→ WORK TO COMPLETE:
Consider the entries below. Count the lines holding the string "face" and state the number only.

→ RECORDS SHOWN:

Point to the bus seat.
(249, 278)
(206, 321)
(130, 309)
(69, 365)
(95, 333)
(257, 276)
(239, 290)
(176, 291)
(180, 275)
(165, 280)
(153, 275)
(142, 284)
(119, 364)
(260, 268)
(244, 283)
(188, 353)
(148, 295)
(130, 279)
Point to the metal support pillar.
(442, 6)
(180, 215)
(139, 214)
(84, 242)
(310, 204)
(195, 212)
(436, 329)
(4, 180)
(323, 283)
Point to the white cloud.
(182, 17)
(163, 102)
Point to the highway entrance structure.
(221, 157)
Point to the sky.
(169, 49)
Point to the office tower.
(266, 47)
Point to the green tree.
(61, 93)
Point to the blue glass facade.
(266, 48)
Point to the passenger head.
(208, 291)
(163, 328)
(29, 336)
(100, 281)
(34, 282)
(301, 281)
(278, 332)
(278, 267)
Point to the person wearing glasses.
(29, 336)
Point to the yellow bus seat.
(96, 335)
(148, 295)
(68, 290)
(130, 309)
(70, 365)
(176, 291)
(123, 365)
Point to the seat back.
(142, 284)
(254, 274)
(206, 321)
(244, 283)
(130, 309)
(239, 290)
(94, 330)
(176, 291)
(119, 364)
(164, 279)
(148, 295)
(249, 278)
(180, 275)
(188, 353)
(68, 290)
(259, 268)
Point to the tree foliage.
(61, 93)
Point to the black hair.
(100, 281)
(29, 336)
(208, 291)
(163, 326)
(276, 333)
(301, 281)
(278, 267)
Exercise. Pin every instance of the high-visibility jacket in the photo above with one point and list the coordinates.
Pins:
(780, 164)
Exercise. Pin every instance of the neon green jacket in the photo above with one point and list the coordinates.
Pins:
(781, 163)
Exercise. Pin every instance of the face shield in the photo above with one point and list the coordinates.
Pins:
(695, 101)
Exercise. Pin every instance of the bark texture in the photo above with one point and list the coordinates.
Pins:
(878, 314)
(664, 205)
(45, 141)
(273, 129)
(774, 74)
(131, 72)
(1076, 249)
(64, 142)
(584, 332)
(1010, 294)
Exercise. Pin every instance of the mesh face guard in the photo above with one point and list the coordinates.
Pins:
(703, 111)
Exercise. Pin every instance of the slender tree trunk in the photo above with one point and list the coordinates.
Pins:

→ EXERCISE OUTPUT:
2